Document extract –
══════
In response to the recent announcements by Google and Apple that they are blocking tracking capabilities on their browsers, a slew of companies and advertising organizations recently announced “Partnership for Responsible, Addressable Media,” with the goal of creating common standards that uphold advertiser capabilities.
The scope of the partnership includes the admirable assertion that “consumers should have access to diverse and competitive content offerings, supported by their choices to engage with digital advertising in exchange for content and services.”
While advertisers are right to advocate for diverse and competitive content offerings, the current blanket approach brands take to blocking content, in an attempt to avoid brand risk, directly counteracts this goal.
Our own research shows that a large number of brands block a quite exhaustive list of terms with common words like “black” and “gay” often making the list. And in April, many publishers began to speak out as brands started blocking the terms “coronavirus” and then, “George Floyd.”
These current common blocking tactics actively discriminate against diverse content and harm quality news outlets. In order to remedy this issue, the way advertisers approach the creation of these lists needs to fundamentally change.
IAS has recently changed their terms “black list” and “white list” to “inclusion” and “exclusion,” which is a good start, but whatever they are called, broad-based “exclusion” lists cause brands to miss many opportunities to connect with diverse audiences on quality content. And it will only continue to get worse.
Not only are advertisers under increased scrutiny for these tactics, they are facing a seismic shift in ad targeting as Apple and Google plan to limit audience targeting. Digital advertising will require a more nuanced methodology for reaching more of the right audiences on more diverse content.
══════
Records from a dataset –
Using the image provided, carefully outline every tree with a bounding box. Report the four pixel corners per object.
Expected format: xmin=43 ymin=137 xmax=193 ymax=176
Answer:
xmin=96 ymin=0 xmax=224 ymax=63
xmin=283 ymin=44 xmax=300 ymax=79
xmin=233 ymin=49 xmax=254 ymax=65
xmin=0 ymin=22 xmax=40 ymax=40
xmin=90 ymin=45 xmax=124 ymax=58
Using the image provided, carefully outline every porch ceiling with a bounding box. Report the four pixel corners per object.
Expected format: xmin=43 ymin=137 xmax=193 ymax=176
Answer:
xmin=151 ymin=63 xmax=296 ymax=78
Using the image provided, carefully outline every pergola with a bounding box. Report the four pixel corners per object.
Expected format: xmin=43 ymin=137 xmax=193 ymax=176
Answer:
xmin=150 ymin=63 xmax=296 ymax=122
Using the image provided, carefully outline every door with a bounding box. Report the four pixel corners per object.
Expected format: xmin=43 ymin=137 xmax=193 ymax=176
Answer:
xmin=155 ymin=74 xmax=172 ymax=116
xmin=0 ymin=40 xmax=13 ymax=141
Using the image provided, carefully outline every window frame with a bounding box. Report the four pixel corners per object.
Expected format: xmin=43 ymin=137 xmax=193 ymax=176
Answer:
══════
Tasks to carry out –
**A.** List the terms that the article on brand blocking lists says brands block.
**B.** Reproduce the article on brand blocking lists, everything from "While advertisers are" down to "to fundamentally change.".
**C.** Please pick up the article on brand blocking lists after its final sentence and continue it.

Your written answers –
**A.** "black", "gay", "coronavirus", "George Floyd"

**B.**
While advertisers are right to advocate for diverse and competitive content offerings, the current blanket approach brands take to blocking content, in an attempt to avoid brand risk, directly counteracts this goal.
Our own research shows that a large number of brands block a quite exhaustive list of terms with common words like “black” and “gay” often making the list. And in April, many publishers began to speak out as brands started blocking the terms “coronavirus” and then, “George Floyd.”
These current common blocking tactics actively discriminate against diverse content and harm quality news outlets. In order to remedy this issue, the way advertisers approach the creation of these lists needs to fundamentally change.

**C.**
According to the HRC, 91% of Fortune 500 companies (prior to the historic Supreme Court decision) had already prohibited discrimination based on sexual orientation.
Yet, last year, a report showed that LGBTQ publishers had difficulty monetizing nearly 75% of their content because words such as “same sex marriage,” were on advertising block lists by these same companies.
While this is clearly a discriminatory practice that needs to be corrected, it’s also a wake up call for brands that have been using blanket blocking techniques out of broad-based risk aversion.
Not only do block lists end up discriminating against publishers that develop content for diverse audiences, they prevent brands from reaching a large section of their own customer base on the quality sites they prefer, be it news or lifestyle content.
A CMO at a major retailer noted that they actively target their advertising towards positive and uplifting content. They seek out content that makes people feel good.
With this approach, the brand is often featured on TV programs and sites that are diverse and inclusive which works well for the retailer because their audience includes nearly 100% of the country’s population.
Other brands should take note, rather than focusing only on what to block, brands should take a more proactive stance, determining instead what content they do want to be next to, regardless of blanket block list keywords.
Proactively targeting good content is only half the story, though. While it’s easy to side with publishers when good content gets blocked, as always, the problem is a lot more complex.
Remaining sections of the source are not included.